### Teks Berita
Jakarta (Antara) - Konfederasi Serikat Pekerja Indonesia (KSPI) menolak revisi Peraturan Pemerintah (PP) terkait syarat pencairan dana Jaminan Hari Tua (JHT) yang mereka anggap setengah hati dan terkesan asal-asalan.
"Kalau revisinya hanya mengatur pekerja terkena PHK, maka bisa dipastikan akan ditolak oleh masyarakat karena tidak menyelesaikan tiga esensi masalah yang diprotes dari PP tersebut," kata Presiden KSPI Said Iqbal dalam rilis pers yang diterima Antara di Jakarta, Sabtu.
Menurut dia, tiga esensi tersebut adalah, pertama, waktu pengambilannya yang terlalu lama mengingat JHT merupakan tabungan buruh yang dibutuhkan ketika ada kebutuhan mendesak.
Kedua, terkait dengan nilai dana JHT yang bisa diambil 10 persen dari saldo atau 30 persen dari JHT untuk perumahan dan sisanya diambil saat usia 56 tahun.
######
◆ **Soal Latihan**:
1. Jawab pertanyaan berikut berdasarkan berita tentang JHT.
(a) Dengan dua sebutan apa KSPI menilai revisi PP tersebut?
(b) Siapa yang menjabat Presiden KSPI menurut berita tersebut?
(c) Pada usia berapa sisa dana JHT diambil?
2. Salin ulang bagian berita tentang JHT, dari "Jakarta (Antara) - Konfederasi" sampai "dan terkesan asal-asalan.".
3. Teruskan berita tentang JHT mulai dari kalimat sesudah kalimat terakhir yang tercantum.
### Data yang Diberikan
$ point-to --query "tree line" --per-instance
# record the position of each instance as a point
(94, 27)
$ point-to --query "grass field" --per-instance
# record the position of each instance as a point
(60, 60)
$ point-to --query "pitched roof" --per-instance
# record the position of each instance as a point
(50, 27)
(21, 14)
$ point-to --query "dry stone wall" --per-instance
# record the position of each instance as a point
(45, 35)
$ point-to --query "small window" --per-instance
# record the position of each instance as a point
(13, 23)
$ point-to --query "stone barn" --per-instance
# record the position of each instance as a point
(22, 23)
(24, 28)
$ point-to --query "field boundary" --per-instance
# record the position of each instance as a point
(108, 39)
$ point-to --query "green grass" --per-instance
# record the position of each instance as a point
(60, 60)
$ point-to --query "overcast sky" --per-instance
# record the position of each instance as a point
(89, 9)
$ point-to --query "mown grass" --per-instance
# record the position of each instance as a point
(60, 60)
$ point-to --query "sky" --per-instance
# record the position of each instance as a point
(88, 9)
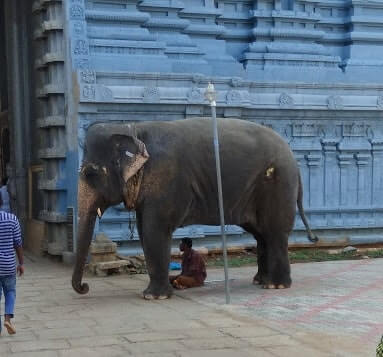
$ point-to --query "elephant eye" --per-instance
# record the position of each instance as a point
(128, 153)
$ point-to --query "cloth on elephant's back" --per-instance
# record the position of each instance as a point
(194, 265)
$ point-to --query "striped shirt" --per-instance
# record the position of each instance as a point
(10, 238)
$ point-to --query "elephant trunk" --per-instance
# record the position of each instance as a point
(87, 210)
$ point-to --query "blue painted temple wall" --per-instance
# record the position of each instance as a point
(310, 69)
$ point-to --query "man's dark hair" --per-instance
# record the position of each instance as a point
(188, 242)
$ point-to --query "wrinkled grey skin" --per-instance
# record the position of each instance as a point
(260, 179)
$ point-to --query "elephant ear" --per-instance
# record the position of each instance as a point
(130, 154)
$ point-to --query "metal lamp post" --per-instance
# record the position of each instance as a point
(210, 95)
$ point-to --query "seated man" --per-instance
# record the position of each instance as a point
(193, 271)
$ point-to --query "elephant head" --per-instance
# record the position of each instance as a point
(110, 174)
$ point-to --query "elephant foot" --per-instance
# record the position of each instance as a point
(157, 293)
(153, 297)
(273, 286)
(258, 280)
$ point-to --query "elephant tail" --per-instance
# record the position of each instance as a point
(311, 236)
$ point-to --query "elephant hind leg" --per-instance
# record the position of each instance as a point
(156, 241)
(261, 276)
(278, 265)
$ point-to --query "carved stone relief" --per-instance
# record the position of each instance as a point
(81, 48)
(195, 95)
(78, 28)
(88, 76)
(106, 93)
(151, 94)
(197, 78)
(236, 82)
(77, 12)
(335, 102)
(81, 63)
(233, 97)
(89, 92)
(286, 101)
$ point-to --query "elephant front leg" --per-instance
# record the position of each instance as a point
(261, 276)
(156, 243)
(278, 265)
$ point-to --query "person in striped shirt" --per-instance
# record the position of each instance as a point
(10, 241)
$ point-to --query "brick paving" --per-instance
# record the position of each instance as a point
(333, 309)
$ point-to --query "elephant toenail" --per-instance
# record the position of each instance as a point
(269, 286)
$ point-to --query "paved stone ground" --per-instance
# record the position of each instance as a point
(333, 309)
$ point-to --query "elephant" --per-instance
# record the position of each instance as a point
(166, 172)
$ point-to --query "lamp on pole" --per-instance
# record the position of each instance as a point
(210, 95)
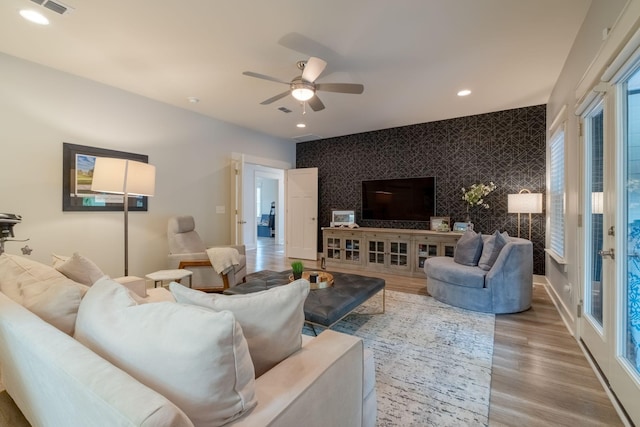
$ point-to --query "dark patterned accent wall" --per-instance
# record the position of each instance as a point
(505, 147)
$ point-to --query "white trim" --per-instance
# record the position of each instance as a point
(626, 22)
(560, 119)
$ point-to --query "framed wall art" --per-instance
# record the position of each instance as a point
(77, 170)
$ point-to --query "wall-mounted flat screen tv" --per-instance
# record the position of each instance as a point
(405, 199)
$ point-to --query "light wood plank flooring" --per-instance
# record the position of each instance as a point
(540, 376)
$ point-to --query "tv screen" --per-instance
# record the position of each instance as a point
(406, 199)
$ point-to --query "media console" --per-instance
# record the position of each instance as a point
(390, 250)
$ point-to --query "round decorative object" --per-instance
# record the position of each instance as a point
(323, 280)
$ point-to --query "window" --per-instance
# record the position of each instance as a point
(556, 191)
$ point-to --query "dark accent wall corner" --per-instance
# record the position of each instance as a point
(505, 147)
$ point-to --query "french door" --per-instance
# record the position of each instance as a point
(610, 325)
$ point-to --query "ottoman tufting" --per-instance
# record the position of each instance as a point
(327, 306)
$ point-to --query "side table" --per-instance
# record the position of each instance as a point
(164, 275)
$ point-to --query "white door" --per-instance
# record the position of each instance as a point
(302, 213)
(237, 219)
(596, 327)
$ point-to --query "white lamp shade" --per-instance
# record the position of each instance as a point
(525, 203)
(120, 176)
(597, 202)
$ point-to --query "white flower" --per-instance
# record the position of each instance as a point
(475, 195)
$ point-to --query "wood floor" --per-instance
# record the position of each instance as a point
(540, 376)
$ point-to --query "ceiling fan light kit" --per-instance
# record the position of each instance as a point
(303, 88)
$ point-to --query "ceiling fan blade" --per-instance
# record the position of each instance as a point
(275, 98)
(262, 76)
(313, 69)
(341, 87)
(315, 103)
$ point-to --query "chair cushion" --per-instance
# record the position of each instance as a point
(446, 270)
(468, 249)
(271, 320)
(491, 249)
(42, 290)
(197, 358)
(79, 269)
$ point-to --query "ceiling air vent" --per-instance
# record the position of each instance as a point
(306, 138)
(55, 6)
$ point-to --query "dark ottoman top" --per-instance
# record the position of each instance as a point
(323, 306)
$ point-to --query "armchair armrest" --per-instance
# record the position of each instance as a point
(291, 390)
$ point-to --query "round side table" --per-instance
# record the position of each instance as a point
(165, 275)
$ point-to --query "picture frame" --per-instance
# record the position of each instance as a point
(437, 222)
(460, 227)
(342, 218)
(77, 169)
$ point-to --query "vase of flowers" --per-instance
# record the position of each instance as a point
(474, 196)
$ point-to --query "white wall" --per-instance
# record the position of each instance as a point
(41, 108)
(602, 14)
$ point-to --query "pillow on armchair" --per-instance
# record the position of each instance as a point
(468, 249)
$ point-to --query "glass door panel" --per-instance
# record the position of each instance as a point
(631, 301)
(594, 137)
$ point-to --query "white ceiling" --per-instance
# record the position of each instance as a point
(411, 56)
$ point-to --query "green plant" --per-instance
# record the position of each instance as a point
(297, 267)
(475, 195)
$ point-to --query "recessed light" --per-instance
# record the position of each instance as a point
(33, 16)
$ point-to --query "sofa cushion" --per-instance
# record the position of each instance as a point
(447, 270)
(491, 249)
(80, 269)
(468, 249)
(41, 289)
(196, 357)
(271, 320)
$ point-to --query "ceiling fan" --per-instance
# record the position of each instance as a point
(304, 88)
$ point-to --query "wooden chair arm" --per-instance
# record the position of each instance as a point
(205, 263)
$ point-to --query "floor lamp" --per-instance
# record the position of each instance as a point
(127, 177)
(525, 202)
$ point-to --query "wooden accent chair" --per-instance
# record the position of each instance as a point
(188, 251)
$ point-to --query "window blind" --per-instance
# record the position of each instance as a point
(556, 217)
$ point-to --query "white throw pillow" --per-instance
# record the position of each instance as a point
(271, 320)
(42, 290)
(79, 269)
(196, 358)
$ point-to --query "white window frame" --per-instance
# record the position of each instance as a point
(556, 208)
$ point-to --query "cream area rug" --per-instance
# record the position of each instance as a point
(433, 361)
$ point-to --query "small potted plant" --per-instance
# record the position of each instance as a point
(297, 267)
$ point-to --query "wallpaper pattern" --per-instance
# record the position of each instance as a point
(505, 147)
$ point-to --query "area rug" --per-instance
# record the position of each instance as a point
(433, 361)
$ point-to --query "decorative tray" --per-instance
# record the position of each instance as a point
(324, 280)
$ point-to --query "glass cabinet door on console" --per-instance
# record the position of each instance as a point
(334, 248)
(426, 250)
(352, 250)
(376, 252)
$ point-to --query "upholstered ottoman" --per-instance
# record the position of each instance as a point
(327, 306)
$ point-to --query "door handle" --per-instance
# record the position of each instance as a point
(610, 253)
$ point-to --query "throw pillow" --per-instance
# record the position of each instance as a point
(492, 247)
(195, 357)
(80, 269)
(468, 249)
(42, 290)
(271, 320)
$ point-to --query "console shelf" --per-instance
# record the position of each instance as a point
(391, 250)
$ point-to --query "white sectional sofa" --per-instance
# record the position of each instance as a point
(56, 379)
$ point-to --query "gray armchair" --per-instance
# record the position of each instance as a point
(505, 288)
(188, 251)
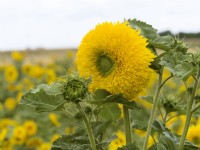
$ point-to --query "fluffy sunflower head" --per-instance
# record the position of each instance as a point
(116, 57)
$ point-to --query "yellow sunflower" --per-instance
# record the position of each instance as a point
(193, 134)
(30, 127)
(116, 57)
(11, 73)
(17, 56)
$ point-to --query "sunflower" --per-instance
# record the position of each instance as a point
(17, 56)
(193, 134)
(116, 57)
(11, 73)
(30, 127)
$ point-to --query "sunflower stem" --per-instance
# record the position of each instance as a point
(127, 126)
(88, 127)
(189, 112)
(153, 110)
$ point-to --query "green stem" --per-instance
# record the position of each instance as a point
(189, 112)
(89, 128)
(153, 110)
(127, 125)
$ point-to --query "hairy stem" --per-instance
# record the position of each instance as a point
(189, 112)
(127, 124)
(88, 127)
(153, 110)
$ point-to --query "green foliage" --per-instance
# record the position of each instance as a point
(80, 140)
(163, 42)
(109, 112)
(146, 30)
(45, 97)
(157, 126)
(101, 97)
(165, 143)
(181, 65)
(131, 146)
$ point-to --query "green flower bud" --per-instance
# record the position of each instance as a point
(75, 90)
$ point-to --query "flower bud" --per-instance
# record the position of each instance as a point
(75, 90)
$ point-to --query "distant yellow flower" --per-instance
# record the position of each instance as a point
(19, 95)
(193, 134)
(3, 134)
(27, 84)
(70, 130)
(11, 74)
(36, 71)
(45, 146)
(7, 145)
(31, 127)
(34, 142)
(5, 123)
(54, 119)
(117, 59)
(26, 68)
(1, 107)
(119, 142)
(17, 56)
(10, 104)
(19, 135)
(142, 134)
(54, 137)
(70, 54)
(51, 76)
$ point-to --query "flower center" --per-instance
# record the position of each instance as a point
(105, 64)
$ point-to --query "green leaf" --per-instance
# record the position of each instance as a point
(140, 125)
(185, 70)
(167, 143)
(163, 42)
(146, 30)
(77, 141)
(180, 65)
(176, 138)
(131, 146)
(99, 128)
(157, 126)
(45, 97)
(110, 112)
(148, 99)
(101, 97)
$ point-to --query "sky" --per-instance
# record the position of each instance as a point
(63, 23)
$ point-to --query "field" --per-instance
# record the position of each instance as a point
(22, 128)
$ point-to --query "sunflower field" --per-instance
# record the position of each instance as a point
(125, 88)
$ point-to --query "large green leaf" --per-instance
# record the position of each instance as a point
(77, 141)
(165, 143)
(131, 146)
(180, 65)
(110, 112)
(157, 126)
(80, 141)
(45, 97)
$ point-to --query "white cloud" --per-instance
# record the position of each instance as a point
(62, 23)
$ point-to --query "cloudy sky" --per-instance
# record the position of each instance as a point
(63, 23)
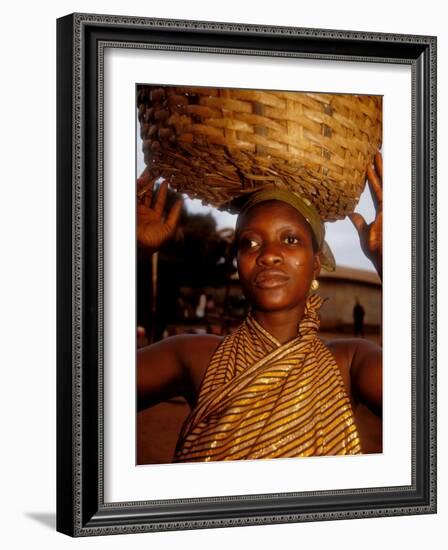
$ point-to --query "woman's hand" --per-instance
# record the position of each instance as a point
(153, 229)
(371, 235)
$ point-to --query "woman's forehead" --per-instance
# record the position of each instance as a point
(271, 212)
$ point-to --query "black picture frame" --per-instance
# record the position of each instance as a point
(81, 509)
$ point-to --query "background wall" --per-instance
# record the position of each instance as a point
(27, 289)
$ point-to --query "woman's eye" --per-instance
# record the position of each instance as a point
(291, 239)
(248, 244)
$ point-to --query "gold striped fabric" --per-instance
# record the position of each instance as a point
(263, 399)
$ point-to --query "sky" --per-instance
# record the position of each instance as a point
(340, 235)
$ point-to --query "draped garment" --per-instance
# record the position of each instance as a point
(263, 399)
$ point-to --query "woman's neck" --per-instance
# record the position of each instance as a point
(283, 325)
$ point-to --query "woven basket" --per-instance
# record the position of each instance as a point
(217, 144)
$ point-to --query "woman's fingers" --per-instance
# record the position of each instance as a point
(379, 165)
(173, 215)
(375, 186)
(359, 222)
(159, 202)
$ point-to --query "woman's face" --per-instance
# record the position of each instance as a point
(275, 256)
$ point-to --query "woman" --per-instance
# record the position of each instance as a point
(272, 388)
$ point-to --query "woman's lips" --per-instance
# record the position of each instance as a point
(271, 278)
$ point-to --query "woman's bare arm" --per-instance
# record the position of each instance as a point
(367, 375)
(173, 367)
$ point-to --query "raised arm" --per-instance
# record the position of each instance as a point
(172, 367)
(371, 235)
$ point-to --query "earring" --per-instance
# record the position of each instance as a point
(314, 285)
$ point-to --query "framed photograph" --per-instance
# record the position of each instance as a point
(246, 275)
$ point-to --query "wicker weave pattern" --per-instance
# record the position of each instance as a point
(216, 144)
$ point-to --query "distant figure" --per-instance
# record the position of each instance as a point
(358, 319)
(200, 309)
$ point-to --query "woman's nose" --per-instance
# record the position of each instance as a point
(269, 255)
######
◆ **Jawaban per Soal**:
1.
(a) Setengah hati dan terkesan asal-asalan.
(b) Said Iqbal.
(c) 56 tahun.

2.
Jakarta (Antara) - Konfederasi Serikat Pekerja Indonesia (KSPI) menolak revisi Peraturan Pemerintah (PP) terkait syarat pencairan dana Jaminan Hari Tua (JHT) yang mereka anggap setengah hati dan terkesan asal-asalan.

3.
"Ini juga yang ditolak karena masyarakat dan buruh ingin dana JHT diambil sekaligus 100 persen dari saldo JHT, karena apabila diambil bertahap maka akan menjadi tidak bermanfaat," ucapnya.
Ketiga, perihal buruh yang terkena PHK saja yang boleh langsung mengambil dana JHT.
"Bagaimana dengan buruh yang mengundurkan diri? Bagaimana dengan 20 juta buruh kontrak yang putus kontrak sementara? Mereka semua juga ingin ambil dana JHT mereka sendiri," kata Said.
Menurut dia, revisi PP JHT harus memuat tiga esensi masalah tersebut dan meminta pasal 37(3) UU Nomor 40 Tahun 2004 ditunda dulu pemberlakuannya sampai kondisi masyarakat dan buruh siap. (*)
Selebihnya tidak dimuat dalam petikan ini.